━━ SELECTED EXTRACT

Thursday, October 23, 2014

Girls like Jerks

In our minds Prince Charming exists and man o man is he perfect. We have these checklists in our mind and will never settle unless our man meets every requirement.
  • Looks like Adam Brody (my personal favorite)
  • Manly and strong
  • Has a real job
  • Drives a nice car
  • Wants children
  • Has the perfect family that takes awesome vacays
  • Buys you dinner & drinks
  • Compliments you
  • Wants to take care of you
  • Wants you to never worry about financials
  • College educated
  • Athletic
  • Trusts you
  • Adores you
So when we actually meet a guy that leaves no characteristic blank we find out we're not attracted to him at all. WHY? I'm not sure why... but we just don't. Strong, independent women don't want someone perfect.  I don't need someone to compliment me all the time and want to take care of me. I can take care of myself. I want a man that isn't afraid to challenge me, isn't afraid to call me out when I mess up, and a man that allows me to be the exact woman I am. I don't want a man that wants to be with me all of the time, I want to go out with my friends and then come home to him at night. I don't want a man that doesn't want me to worry about financials. I want a man that is going to assist me in my struggle to climb up the ladder and be able to support myself. So with all these things that I don't want... is it possible I'll even find a counterpart that wants to put up with me? W H O C A R E S. That's not my goal in life. I'm after more than an MRS degree.

It blows my mind that we are willing to overlook the perfect man but is it really fair to want to pursue him based off a checklist? Yes he may have everything our parents want for us but we have to actually like him. It does not make any sense that we can overlook this guy and go for someone that isn't as nice and doesn't have his ducks in a row. But I guess in the end... you have got to follow your heart and we all know how logical that can be. I think that's why I've become anti-emotional towards men, for now atleast. It's never worked out and I'm tired of putting in time, effort, and pieces of my heart into people that don't deserve it. I go on dates, I get to know people... but it's going to take time and a different kind of man to make me care again. Maybe he'll come around with the checklist complete and then tell me that he just wants to love me and on my terms... if only dreams came true ;)

Til next time y'all <3

Tuesday, October 21, 2014

Sleep is for the Weak

As I sit at work sleepy eyed and cranky I've got to ask myself if the late nights of goofing off at frat houses and watching football games I could careless about are really worth it. The answer? OF FREAKING COURSE it's worth it. When are we ever, in our short lives, going to have the energy or freedom to do whatever we so please? Sleep wherever we fall? Drink whatever happens to be on special on a Monday night? Or come home at 4 am with zero responsibly (besides homework & work)? Yes in theory these are all terrible terrible ideas but when I'm sitting around my children telling them stories about my life I do not want to have any regrets. I want them to know that it's okay to play just as hard as you work & yes... mama was a hard worker. As much as I love sleep and would be in my bed 99% of the time if I could... the fear of missing out is a real thing and I do not want to suffer. So stay out late, take lots of pictures, laugh your ass off, and make some freakin memories. Your early 20's don't last forever... make them count.

━━━━

DIRECTIVE 1: In the blog posts, which items on the Prince Charming checklist begin with the word "Wants"? List them all.
DIRECTIVE 2:
Answer these from the blog posts:
(a) Which actor does the writer name as her personal favorite on the checklist?
(b) On what date was "Sleep is for the Weak" posted?
(c) At what hour does the writer mention coming home with zero responsibility?
DIRECTIVE 3: Extend the blog posts past their final sentence.

━━ EXTRACTED DATA

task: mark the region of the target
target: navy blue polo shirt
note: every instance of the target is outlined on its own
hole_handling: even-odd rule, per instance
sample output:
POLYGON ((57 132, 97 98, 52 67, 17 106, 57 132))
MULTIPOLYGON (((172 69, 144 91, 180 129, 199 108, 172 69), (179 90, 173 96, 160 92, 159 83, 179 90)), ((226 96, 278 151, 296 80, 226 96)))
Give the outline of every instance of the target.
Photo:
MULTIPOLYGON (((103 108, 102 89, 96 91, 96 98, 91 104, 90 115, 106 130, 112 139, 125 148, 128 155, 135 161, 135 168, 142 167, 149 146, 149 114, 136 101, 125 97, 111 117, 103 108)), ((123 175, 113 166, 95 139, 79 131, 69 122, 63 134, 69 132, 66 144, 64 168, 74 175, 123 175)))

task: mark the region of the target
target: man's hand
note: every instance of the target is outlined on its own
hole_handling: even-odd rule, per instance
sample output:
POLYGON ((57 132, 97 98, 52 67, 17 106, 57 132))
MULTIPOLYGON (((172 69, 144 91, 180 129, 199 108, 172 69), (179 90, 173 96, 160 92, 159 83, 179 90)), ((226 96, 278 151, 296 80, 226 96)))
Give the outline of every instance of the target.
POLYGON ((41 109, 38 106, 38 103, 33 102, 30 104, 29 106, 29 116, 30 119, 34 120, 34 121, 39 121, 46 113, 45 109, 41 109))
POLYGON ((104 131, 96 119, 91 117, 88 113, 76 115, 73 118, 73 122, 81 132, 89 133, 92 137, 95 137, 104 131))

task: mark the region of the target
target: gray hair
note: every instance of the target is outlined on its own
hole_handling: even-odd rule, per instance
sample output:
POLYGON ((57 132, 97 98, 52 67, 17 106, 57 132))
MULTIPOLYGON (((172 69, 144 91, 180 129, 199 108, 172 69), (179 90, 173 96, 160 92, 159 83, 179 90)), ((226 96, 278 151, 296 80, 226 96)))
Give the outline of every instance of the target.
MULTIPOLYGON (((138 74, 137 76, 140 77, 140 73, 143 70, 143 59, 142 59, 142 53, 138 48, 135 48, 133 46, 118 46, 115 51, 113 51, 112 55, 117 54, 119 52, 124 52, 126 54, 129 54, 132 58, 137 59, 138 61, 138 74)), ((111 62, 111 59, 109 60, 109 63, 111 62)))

━━━━
━━ EXTRACTED DATA

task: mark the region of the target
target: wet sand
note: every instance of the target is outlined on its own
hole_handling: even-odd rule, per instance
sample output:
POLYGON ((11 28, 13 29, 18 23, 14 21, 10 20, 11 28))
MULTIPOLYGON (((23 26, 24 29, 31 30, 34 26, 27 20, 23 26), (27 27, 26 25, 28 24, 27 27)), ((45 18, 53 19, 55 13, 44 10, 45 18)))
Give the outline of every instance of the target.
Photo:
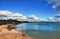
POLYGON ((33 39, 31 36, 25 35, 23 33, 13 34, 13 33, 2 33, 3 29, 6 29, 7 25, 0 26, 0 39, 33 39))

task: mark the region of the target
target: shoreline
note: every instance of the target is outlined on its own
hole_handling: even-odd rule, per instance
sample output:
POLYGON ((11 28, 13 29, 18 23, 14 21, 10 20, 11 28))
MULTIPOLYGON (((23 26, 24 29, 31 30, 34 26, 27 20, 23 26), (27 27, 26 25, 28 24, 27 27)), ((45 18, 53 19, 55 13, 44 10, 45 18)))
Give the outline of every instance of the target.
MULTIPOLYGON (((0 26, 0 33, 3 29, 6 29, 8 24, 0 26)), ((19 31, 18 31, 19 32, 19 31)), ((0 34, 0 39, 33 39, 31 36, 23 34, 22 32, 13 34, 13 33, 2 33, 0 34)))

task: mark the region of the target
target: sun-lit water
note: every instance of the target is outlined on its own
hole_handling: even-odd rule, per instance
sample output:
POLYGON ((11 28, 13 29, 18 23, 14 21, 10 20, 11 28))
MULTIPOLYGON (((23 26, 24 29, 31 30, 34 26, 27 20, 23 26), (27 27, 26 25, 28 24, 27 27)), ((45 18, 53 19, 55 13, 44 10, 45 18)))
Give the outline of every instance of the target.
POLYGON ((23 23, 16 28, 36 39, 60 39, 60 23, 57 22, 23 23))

━━━━

TASK RESULT 1:
- Wants children
- Wants to take care of you
- Wants you to never worry about financials

TASK RESULT 2:
(a) Adam Brody
(b) Tuesday, October 21, 2014
(c) 4 am

TASK RESULT 3:
Til next time y'all <3

Monday, October 13, 2014

Getting Alcohol in the Coffee Cup

This weekend was one for books. Drinks by the ocean to closeout the week, seeing Katy Perry live in concert, dancing on tables in Midtown, seeing the St. Louis Cardinals get shutout then win the next day with a walk-off homer in the bottom of the 9th... MAN! My emotions were all over the place. As much as I try to be responsible and juggle it all, it doesn't workout to my advantage all the time, nobody can be that lucky. I woke up 15 minutes passed the time I was supposed to be at work, messed up on a report I'm solely responsible for, forgot I was going to cover for the receptionist, and realized I was wearing a sleeveless top where you can totally see the left over flash tat from Kitty Purry.


 I think she was talking about me in her song "This is How We Do" when she gives a shoutout to the girls rockin last night's dress at breakfast... she sees me. I do not like to let people down so first thing is first, instead of waking up 10 minutes before I should leave, YES I have mastered the art of speed dressing (it's a thing), I am going to buy an alarm clock and wake up an hour before I should leave. Even if I just sit in bed mad that I'm awake it's something I have got to do. That's the beauty of growing up and becoming responsible. Just some tips for the readers that can relate to this...We have got to realize that being on time is more important than sleeping a little longer and your weekend alcohol should never overflow into Monday's coffee cup.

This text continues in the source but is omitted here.